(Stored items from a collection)

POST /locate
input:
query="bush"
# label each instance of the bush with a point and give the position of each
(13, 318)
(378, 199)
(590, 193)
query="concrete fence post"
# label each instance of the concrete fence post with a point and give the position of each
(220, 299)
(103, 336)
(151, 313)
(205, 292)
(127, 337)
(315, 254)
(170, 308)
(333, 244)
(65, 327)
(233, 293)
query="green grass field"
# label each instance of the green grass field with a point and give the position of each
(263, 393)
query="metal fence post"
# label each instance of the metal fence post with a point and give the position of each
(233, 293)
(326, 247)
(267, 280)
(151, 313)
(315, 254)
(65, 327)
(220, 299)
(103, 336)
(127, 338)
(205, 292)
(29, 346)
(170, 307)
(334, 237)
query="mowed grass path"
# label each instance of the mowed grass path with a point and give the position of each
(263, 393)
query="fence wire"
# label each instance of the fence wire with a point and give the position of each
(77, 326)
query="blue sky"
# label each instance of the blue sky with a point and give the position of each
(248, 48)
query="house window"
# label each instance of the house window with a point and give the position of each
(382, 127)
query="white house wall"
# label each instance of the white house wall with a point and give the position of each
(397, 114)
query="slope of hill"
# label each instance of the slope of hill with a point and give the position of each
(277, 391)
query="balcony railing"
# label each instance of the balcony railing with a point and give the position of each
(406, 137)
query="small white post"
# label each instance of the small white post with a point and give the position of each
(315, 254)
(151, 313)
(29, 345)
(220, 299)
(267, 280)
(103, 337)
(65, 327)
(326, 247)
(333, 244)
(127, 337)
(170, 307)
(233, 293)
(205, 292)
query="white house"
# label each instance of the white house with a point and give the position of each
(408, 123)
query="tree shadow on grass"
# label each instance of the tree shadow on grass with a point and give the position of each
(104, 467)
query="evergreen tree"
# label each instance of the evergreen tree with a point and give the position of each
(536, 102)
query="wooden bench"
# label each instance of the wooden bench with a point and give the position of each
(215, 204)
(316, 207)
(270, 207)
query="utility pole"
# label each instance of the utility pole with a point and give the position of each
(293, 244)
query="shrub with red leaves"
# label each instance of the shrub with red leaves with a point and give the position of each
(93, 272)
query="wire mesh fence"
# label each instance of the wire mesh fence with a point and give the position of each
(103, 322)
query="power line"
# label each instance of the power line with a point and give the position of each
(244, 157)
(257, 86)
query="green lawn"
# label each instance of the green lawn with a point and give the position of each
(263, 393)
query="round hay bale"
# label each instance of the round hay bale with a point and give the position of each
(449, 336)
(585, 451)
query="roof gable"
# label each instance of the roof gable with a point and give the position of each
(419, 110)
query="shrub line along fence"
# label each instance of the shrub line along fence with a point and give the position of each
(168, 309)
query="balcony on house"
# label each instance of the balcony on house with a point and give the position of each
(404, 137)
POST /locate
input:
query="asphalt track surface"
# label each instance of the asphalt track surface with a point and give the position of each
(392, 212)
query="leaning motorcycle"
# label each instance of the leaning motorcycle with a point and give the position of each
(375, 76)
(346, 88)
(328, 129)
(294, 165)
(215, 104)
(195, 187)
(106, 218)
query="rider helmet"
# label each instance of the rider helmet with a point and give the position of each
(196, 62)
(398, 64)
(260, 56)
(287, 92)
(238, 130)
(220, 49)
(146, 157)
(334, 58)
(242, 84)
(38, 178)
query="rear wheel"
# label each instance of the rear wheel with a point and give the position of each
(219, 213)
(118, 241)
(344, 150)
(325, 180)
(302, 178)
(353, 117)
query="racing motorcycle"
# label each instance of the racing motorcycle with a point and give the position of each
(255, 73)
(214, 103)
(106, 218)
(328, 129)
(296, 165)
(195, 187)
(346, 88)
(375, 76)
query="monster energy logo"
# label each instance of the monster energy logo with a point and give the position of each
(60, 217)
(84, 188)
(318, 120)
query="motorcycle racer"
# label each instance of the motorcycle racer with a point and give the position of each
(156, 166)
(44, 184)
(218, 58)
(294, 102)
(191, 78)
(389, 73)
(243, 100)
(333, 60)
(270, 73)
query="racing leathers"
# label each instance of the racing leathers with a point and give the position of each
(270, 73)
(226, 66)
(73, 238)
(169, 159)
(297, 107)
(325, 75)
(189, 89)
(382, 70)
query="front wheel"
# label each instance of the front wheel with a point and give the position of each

*Short task:* Transcribe all of the material exactly. Omit nothing.

*Reply to the task:*
POST /locate
input:
query="bush"
# label each instance of the bush with a point and give the position of each
(13, 318)
(378, 199)
(590, 193)
query="concrete fence post"
# label each instance of the concrete fence post with a point and give the position of each
(220, 299)
(103, 336)
(151, 313)
(205, 292)
(127, 337)
(315, 254)
(170, 308)
(333, 244)
(65, 327)
(233, 293)
query="green grass field"
# label each instance of the green grass field with a point and give the position of each
(263, 393)
query="metal fence post"
# label each instance of the metal fence post with a point and give the position of each
(233, 293)
(326, 247)
(267, 280)
(151, 313)
(315, 254)
(65, 327)
(220, 299)
(103, 336)
(127, 338)
(205, 292)
(29, 346)
(170, 307)
(334, 237)
query="mowed grass path"
# label each instance of the mowed grass path with a point and give the position of each
(263, 393)
query="fence wire"
# label each instance of the fence wire with a point and give the position of each
(77, 326)
query="blue sky"
# label each instance of the blue sky with a point and give the position of each
(248, 48)
query="house window"
# label each instance of the house window with a point and give the position of each
(382, 127)
query="white house wall"
# label each instance of the white house wall with a point and give the position of each
(397, 114)
query="slope of hill"
# label each instance of the slope of hill with a point and give the position of each
(277, 391)
query="balcony railing"
# label each instance of the balcony railing with a point and give the position of each
(406, 137)
query="small white post"
# label each instance of the small white post with a point and give the position of each
(315, 254)
(151, 313)
(29, 345)
(220, 299)
(267, 280)
(103, 337)
(65, 327)
(326, 247)
(333, 244)
(127, 337)
(170, 307)
(233, 293)
(205, 292)
query="white house"
# label each instance of the white house with a point and give the position of each
(408, 123)
query="tree shadow on grass"
# label each instance of the tree shadow on grass with a point and give the position of each
(104, 467)
query="evergreen tree"
# label each instance of the evergreen tree with a point and give the position of each
(536, 102)
query="wooden bench"
# label each instance of the wooden bench with a point and give the position of each
(215, 204)
(316, 207)
(270, 207)
query="utility pole"
# label each instance of the utility pole with a point and give the position of each
(293, 244)
query="shrub with red leaves"
# label each instance of the shrub with red leaves with a point and give the position of each
(93, 272)
query="wire mesh fence"
# label each instance of the wire mesh fence with a point and give the position of each
(103, 322)
query="power line"
# label each instance of the power line with a point and give the position of each
(244, 157)
(257, 86)
query="green lawn"
# label each instance of the green lawn with a point and give the position of each
(263, 393)
query="round hay bale"
# label each instance of the round hay bale with a point and give the position of each
(449, 336)
(585, 451)
query="roof gable"
# label each instance of the roof gable with a point and give the position of each
(419, 110)
query="shrub line along fence"
# label each instance of the shrub line along fence with a point and give the position of each
(168, 309)
query="balcony on house"
# label each instance of the balcony on house with a point and give the position of each
(404, 137)
POST /locate
input:
query="asphalt track surface"
# label each instance of the asphalt track surface with a point and give the position of each
(392, 212)
query="leaning motorcycle"
# label each instance of the leaning motorcycle with a point and give the position of each
(375, 76)
(346, 88)
(328, 129)
(294, 165)
(215, 104)
(195, 187)
(106, 218)
query="rider helmet"
# label each instance of the rider helmet with a point and give the position of each
(196, 62)
(398, 64)
(260, 56)
(287, 92)
(238, 130)
(220, 49)
(146, 157)
(334, 58)
(242, 84)
(38, 178)
query="rear wheel"
# label each instance of the rear wheel with a point and give the position of each
(219, 213)
(118, 241)
(344, 150)
(325, 180)
(302, 178)
(353, 117)
query="racing motorcycle"
# label each instance of the racing motorcycle with a point and give the position of each
(255, 73)
(214, 103)
(106, 218)
(328, 129)
(296, 165)
(195, 187)
(346, 88)
(375, 76)
query="monster energy logo"
# label each instance of the monster energy logo with a point and give the position of each
(60, 217)
(84, 188)
(318, 120)
query="motorcycle racer"
# label each instance of the motorcycle racer with a point and give the position of each
(156, 166)
(44, 184)
(218, 58)
(294, 102)
(191, 78)
(389, 73)
(243, 100)
(333, 60)
(270, 73)
query="racing leathers"
# label each instance of the racing leathers with a point and give the position of each
(270, 73)
(226, 66)
(73, 238)
(169, 159)
(297, 107)
(325, 75)
(189, 89)
(382, 70)
query="front wheel"
# label each instance of the front wheel with a point and give the position of each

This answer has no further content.